* PROVIDED PASSAGE *
# # #

Press "Enter" to skip to content

Europe, Spain, Portugal And Greece Shut Down As Massive Austerity Riots Sweep Country





(Sky News)  A wave of anti-austerity anger is sweeping across Europe with general strikes in Spain and Portugal and walkouts in Greece and Italy – grounding flights, closing schools and shutting down transport.

Millions of workers are taking part in the dozens of co-ordinated protests in a so-called European Day of Action and Solidarity against spending cuts and tax hikes.

In Portugal, violent clashes took place between activists and police officers in Lisbon, and one woman was seen being repeatedly struck with a baton.

In Italy, local media reported that six police officers were injured, including one seriously, as clashes broke out with protesters at demonstrations in Milan and Turin.

Around 20 activists allegedly beat an officer with a stick and baseball bats in Turin, while five officers were hurt during running street battles in central Milan.

In Spain – the fourth-biggest eurozone economy – activists and unions will be staging an evening rally outside the parliament in the Madrid.

 

 

General strike
Spanish police used night-sticks to quell unrest on picket lines

 

 

Protests got under way early in Madrid and Barcelona, with protesters clashing with police as they attempted to blockade buses and cause disruption at food markets.

# # #

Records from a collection

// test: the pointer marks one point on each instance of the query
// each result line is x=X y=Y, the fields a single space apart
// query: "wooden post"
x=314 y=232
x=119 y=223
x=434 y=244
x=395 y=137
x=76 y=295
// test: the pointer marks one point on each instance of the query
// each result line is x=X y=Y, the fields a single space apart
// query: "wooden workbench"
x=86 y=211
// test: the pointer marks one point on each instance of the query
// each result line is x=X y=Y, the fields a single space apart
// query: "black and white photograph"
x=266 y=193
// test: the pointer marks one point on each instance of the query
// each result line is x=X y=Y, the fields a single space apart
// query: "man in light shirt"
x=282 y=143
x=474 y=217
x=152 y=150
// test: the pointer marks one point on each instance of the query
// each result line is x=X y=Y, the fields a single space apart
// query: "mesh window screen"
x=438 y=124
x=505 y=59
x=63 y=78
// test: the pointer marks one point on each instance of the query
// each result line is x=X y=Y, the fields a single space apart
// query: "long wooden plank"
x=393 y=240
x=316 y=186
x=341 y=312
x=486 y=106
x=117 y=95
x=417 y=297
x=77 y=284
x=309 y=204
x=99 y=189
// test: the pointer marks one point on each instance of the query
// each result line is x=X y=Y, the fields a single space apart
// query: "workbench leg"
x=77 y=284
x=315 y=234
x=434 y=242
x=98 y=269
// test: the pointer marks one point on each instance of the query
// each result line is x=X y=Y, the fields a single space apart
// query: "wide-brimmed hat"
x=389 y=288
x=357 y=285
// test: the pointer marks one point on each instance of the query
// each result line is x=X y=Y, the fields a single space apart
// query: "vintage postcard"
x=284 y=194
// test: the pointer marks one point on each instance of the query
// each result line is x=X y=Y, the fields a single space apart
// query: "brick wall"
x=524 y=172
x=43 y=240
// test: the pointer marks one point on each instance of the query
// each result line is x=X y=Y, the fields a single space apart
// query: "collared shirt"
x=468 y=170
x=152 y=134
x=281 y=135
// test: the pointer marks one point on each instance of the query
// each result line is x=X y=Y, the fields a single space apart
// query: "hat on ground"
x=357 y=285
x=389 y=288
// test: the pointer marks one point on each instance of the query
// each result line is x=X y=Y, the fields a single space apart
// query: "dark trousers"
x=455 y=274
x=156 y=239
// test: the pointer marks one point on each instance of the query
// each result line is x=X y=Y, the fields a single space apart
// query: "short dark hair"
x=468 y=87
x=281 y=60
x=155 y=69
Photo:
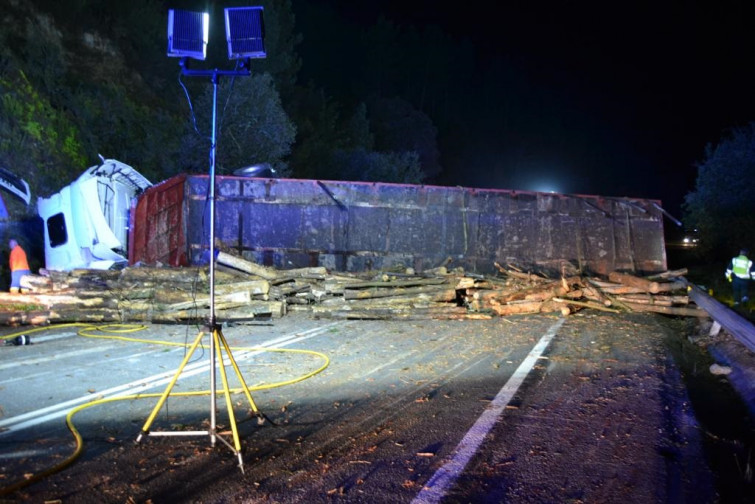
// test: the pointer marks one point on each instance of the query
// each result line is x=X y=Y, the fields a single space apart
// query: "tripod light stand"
x=187 y=38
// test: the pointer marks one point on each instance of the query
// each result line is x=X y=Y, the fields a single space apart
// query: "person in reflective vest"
x=19 y=266
x=739 y=273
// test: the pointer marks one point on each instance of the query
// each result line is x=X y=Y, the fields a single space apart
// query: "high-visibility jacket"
x=17 y=259
x=741 y=267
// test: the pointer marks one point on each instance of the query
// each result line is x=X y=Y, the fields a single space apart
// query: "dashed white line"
x=445 y=477
x=37 y=417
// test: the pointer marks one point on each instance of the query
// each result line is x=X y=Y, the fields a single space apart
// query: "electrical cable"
x=111 y=331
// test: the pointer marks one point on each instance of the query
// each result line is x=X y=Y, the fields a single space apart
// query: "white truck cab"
x=86 y=223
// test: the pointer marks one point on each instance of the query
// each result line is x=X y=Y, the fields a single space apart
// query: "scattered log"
x=586 y=304
x=633 y=281
x=667 y=274
x=670 y=310
x=654 y=300
x=246 y=266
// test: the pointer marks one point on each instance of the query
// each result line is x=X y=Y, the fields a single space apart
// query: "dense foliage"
x=80 y=78
x=722 y=204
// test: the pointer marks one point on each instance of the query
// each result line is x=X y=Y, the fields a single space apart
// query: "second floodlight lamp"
x=245 y=32
x=188 y=33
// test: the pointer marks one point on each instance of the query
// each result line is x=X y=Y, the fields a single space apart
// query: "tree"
x=370 y=166
x=399 y=127
x=252 y=127
x=722 y=205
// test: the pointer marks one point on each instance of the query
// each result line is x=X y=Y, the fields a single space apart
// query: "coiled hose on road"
x=115 y=332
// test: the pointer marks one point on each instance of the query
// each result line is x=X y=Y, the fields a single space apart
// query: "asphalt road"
x=522 y=409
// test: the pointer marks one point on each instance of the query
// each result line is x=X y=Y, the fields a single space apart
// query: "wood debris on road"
x=246 y=291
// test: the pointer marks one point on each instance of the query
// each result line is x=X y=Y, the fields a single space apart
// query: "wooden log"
x=36 y=283
x=151 y=275
x=435 y=293
x=671 y=286
x=397 y=283
x=669 y=310
x=247 y=266
x=19 y=318
x=633 y=281
x=315 y=272
x=654 y=299
x=586 y=304
x=517 y=308
x=596 y=294
x=543 y=291
x=254 y=309
x=521 y=275
x=90 y=315
x=668 y=274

# # #

* EXERCISES *
A. In the report on the anti-austerity protests, which two Spanish cities saw protests get under way early?
B. Say whether each statement agrees with the report on the anti-austerity protests, answering yes or no and quoting the words that decide it: (i) General strikes took place in Spain and Portugal. (ii) In Lisbon, a woman was seen being struck with a baton. (iii) Spain is called the third-biggest eurozone economy.

* OUTPUTS BY TASK *
A. Madrid and Barcelona.

B.
(i) Yes: "with general strikes in Spain and Portugal"
(ii) Yes: "one woman was seen being repeatedly struck with a baton"
(iii) No: "the fourth-biggest eurozone economy"